What the exercise asks
Print all of the entries exactly, minus the pictures.

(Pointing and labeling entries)

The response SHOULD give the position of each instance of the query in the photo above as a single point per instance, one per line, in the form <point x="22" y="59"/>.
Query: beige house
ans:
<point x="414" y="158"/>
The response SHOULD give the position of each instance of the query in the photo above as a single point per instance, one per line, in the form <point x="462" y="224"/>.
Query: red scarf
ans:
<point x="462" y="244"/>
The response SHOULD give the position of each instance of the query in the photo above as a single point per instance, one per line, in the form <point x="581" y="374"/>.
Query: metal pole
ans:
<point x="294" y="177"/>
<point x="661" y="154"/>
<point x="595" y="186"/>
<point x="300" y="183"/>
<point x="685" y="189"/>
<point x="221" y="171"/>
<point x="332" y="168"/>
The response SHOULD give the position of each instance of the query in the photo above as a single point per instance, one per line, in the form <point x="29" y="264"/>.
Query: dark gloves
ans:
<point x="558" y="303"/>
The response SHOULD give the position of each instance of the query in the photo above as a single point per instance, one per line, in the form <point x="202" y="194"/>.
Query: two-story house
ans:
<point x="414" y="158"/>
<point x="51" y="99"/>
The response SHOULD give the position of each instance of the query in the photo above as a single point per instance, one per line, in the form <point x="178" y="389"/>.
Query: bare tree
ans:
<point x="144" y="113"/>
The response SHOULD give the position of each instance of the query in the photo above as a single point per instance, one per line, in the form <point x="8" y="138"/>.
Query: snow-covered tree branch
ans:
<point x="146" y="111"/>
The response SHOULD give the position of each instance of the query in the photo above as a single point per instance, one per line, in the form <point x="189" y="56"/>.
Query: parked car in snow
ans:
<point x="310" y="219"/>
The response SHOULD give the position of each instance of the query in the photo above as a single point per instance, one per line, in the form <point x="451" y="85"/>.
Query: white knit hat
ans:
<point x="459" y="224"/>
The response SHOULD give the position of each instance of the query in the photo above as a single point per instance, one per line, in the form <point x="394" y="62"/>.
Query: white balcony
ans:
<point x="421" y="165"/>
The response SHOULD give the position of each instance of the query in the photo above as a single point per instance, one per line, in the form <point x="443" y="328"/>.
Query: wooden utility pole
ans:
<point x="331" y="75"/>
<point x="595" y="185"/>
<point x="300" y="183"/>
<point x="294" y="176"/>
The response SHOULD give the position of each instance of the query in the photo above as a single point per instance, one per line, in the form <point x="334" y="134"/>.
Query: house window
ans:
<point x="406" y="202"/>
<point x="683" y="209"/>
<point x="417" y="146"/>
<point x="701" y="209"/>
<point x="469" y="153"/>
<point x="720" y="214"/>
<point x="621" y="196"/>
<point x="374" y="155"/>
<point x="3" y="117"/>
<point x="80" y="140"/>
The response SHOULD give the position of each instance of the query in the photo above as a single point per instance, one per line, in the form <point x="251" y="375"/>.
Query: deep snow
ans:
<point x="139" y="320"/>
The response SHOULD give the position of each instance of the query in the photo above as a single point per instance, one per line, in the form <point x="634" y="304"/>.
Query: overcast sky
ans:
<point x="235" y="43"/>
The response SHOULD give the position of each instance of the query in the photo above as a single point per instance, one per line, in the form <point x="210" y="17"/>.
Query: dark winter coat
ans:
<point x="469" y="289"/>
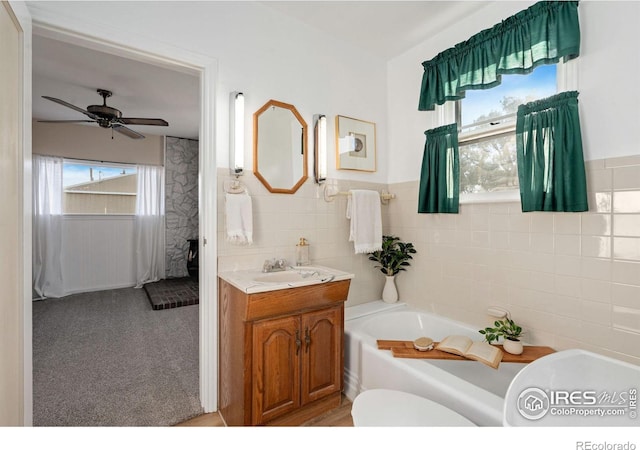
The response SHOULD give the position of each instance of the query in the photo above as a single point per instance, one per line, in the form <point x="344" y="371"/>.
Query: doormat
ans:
<point x="172" y="293"/>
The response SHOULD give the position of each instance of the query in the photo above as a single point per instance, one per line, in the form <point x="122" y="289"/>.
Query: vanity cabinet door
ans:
<point x="276" y="368"/>
<point x="322" y="357"/>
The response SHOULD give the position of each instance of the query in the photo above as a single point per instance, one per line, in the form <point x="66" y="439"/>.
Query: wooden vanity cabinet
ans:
<point x="281" y="353"/>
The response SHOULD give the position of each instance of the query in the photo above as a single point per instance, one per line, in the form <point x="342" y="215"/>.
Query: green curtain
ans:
<point x="541" y="34"/>
<point x="439" y="177"/>
<point x="549" y="149"/>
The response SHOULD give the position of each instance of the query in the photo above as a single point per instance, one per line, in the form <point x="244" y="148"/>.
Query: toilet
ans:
<point x="389" y="408"/>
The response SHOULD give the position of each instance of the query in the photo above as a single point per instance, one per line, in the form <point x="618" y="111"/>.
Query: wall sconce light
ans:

Output for this task
The response SHOULD give the position of each instance of the query in the photo above as a single point per instance, one per line, in the form <point x="22" y="59"/>.
Query: beige house
ans:
<point x="414" y="158"/>
The response SHOULD give the position of each instance of the query in the photo above as a single point per instance, one per line, in the form <point x="462" y="224"/>.
Query: red scarf
ans:
<point x="462" y="244"/>
The response SHOULD give the position of each instance of the query in the photo above as a single point per instance, one per line, in the form <point x="581" y="374"/>.
Query: metal pole
ans:
<point x="294" y="177"/>
<point x="661" y="154"/>
<point x="595" y="186"/>
<point x="300" y="183"/>
<point x="685" y="189"/>
<point x="221" y="171"/>
<point x="332" y="168"/>
The response SHOULD give the position of each instance of the query in the photo above as a single point per instance, one per line, in the form <point x="29" y="264"/>.
Query: dark gloves
ans:
<point x="558" y="303"/>
The response SHOULD give the position of each instance of the query in the photo above as a single point per instance, one per line, in the form <point x="202" y="194"/>.
Query: two-story house
ans:
<point x="414" y="158"/>
<point x="51" y="99"/>
The response SHOULD give the position of each instance of the query in the photo above as a single point per instance, one per line, in the form <point x="178" y="389"/>.
Query: bare tree
ans:
<point x="144" y="113"/>
The response SHOULD give the position of each instance of the query in the photo above as a single point per instance, one per line, in the form <point x="8" y="138"/>.
Query: snow-covered tree branch
ans:
<point x="146" y="111"/>
The response SHOULD give the position of each instance of the query in the photo above as a single point per instance, one per line, in the form <point x="189" y="56"/>.
Query: parked car in snow
ans:
<point x="310" y="219"/>
The response SHOULD give the position of each instance of the query in the photo above as a single point per instance, one per line, in the form <point x="451" y="85"/>.
Query: white knit hat
ans:
<point x="459" y="224"/>
The response SHOULD give the position of each instance of the query in the photo above as a single point per instance, one per line, in the form <point x="394" y="62"/>.
Query: white balcony
ans:
<point x="421" y="165"/>
The response SHOULD give the position of each instance of the query in the photo above as a single point per instance, one per line, in the form <point x="443" y="328"/>.
Query: wooden utility pole
ans:
<point x="331" y="75"/>
<point x="595" y="185"/>
<point x="300" y="183"/>
<point x="294" y="176"/>
The response SHOULD give the position of each instance of the query in the photo above as a single point per instance, one per line, in the form <point x="334" y="134"/>.
Query: house window
ans:
<point x="406" y="202"/>
<point x="683" y="209"/>
<point x="417" y="146"/>
<point x="701" y="209"/>
<point x="469" y="153"/>
<point x="720" y="214"/>
<point x="621" y="196"/>
<point x="374" y="155"/>
<point x="3" y="117"/>
<point x="80" y="140"/>
The response SHOULD give the position of each instance of the query in the photo above as a single point per instance, one per line, in the form <point x="251" y="375"/>.
Query: deep snow
ans:
<point x="139" y="320"/>
The response SHOULD give the position of each instance of the query in the photo above as a single point per instance, one per line, in the form <point x="634" y="304"/>.
Query: overcast sky
ans:
<point x="235" y="43"/>
The response SHOULD give the position of each instance of the query in the photo above as a single point per instance, one per line, in the form <point x="210" y="17"/>.
Query: dark winter coat
ans:
<point x="469" y="289"/>
The response SHOULD give the position of each instance of the query in the photo above as a single point per instance, one per line, in the form <point x="344" y="371"/>.
Query: doormat
ans:
<point x="172" y="293"/>
The response SHOULD give the position of each instance of the query in the photo above as a single point per instance, one per line, in the form <point x="122" y="289"/>.
Query: vanity cabinet door
ans:
<point x="276" y="368"/>
<point x="322" y="357"/>
The response SHOULD give the position of each instance of the query in the photo above as a single point per instance, one per line, in the form <point x="66" y="439"/>.
Query: wooden vanity cabinet
ans:
<point x="281" y="353"/>
The response SHOULD give the position of each instance of the query in the photo above as a single point per instance, one per line, in the form <point x="342" y="215"/>.
Query: green curtain
ans:
<point x="541" y="34"/>
<point x="439" y="177"/>
<point x="549" y="149"/>
The response SHOULD give the position of each instance of the query in the photo above as a single point per instance, one per line, in the form <point x="244" y="148"/>.
Query: toilet
ans:
<point x="389" y="408"/>
The response SHOULD give the position of each instance of the query in the photo above as a single point per instance, one per line, in the form <point x="618" y="111"/>.
Query: wall sconce light
ans:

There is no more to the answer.